• WHAT TO WORK ON:
Print the data once more, exactly as supplied.

• MATERIAL TO PROCESS:

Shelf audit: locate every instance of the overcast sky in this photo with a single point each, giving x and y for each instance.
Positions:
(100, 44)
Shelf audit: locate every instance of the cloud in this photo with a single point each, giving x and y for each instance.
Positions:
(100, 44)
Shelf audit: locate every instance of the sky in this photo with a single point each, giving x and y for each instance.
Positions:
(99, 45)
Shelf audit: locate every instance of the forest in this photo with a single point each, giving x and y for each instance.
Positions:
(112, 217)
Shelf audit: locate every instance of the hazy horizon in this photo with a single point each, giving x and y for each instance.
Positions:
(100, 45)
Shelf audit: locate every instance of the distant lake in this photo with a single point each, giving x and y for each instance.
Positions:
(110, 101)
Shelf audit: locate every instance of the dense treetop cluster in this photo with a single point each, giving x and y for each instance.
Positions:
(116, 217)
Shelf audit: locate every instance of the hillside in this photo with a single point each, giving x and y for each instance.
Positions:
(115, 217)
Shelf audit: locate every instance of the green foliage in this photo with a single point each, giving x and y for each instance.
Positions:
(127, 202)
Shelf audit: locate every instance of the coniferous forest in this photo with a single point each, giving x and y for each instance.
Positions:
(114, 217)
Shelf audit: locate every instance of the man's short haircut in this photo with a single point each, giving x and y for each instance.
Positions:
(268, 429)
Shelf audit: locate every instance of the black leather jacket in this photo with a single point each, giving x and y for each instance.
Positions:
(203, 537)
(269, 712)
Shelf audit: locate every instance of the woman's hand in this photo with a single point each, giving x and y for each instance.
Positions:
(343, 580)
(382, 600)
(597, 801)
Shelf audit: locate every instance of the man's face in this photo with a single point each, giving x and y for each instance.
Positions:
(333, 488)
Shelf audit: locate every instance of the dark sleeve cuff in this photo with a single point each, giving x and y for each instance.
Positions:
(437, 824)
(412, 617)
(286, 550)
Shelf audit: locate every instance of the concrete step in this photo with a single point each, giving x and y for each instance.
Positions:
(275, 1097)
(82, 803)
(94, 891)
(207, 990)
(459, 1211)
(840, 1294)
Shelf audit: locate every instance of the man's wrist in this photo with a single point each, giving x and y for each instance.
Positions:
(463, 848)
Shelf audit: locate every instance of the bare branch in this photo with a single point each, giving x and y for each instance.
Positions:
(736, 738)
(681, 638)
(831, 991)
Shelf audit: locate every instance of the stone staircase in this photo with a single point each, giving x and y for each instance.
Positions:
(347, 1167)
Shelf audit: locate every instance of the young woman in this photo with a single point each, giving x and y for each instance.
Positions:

• TASK SOLUTION:
Shelf audit: locate every instance of the overcast sky in this photo with a single point each, giving x and y for each instance.
Positions:
(100, 44)
Shelf audit: locate every instance of the cloud in this photo with a single point each, giving x and y for each instance.
Positions:
(100, 44)
Shelf audit: locate every instance of the sky in this photo with a single point each, giving x and y for each instance.
Positions:
(99, 45)
Shelf audit: locate every instance of the forest in this photo with a single point each, giving x and y for each instance.
Positions:
(112, 217)
Shelf audit: locate every instance of the hazy horizon in this photo with a single point each, giving x and y for each instance.
Positions:
(100, 45)
Shelf audit: locate every instance of the distant lake in this photo with a single point each, giving x and y for each instance.
Positions:
(110, 101)
Shelf audit: locate every instance of the dense treetop cluster in this photo with a single point each, giving x and y for each instance.
Positions:
(116, 217)
Shelf audit: locate every instance of the hillside in this photo with a single point each, giving x and y for each instance.
Positions:
(115, 217)
Shelf audit: locate every instance of the green foliage in this photo with a single point each, giving x and y for each instance.
Positions:
(127, 202)
Shelf audit: locate every instance of the coniferous forest in this photo with a single point each, giving x and y for each instance.
Positions:
(114, 217)
Shelf audit: locate every instance of the man's short haircut in this photo with a single point each, giving x and y for each instance.
Positions:
(268, 429)
Shelf audit: locate every instance of the black leather jacket in this photo with a single point each, giving x and y for each instance.
Positions:
(203, 537)
(269, 712)
Shelf audit: locate every instance of the woman's hand in this photo with a single point each, giving x and y for each instance.
Positions:
(343, 580)
(382, 600)
(597, 801)
Shelf audit: locate every instance of the man's face in this photo with a single point each, giving x and y for each instance.
Positions:
(333, 488)
Shelf audit: locate every instance of the dark sleeve cuff in this photo with a single point each, giving x and y for each instance.
Positions:
(437, 824)
(412, 617)
(286, 550)
Shelf audit: locate every instance of the concrete step in this photo with a single point each, giving x and y for each instance.
Positions:
(275, 1097)
(82, 803)
(94, 891)
(207, 990)
(459, 1211)
(840, 1294)
Shelf audit: locate every instance of the man's wrist in this photo with a single point each, giving x and y for each instance.
Positions:
(463, 848)
Shelf audit: locate every instance of the bare branch in this photo with a single point each, giving x and y for each instance.
Positions:
(736, 738)
(681, 638)
(831, 991)
Shelf audit: locate every instance of the stone staircase in this photo with a single point each, giving x and y for each instance.
Positions:
(347, 1167)
Shelf audit: locate every instance of the young woman in this photo with a single point each, giving x and y for each instance.
Positions:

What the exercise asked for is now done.